Output the material beneath exactly, leaving nothing out.

── Information provided

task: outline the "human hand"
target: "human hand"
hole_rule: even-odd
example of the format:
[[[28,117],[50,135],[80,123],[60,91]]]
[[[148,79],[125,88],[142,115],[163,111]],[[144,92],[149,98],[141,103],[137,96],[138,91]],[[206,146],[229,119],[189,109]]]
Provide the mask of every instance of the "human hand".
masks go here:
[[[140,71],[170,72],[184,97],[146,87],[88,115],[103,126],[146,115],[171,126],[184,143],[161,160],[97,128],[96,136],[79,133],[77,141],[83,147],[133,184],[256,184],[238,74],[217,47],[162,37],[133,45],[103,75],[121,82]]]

────

* The answer *
task: outline the "human hand"
target: "human hand"
hole_rule: even-odd
example of the format:
[[[28,117],[50,135],[80,123],[60,91]]]
[[[148,79],[125,88],[142,115],[163,111]],[[144,92],[149,98],[141,103],[137,96],[138,91]],[[206,146],[229,119],[189,109]]]
Provide the mask of every instance of the "human hand".
masks go here:
[[[140,71],[170,72],[184,97],[146,87],[88,115],[103,126],[146,115],[171,126],[184,143],[161,160],[97,128],[96,136],[79,133],[77,141],[83,147],[133,184],[256,184],[238,74],[217,47],[162,37],[133,45],[103,75],[121,82]]]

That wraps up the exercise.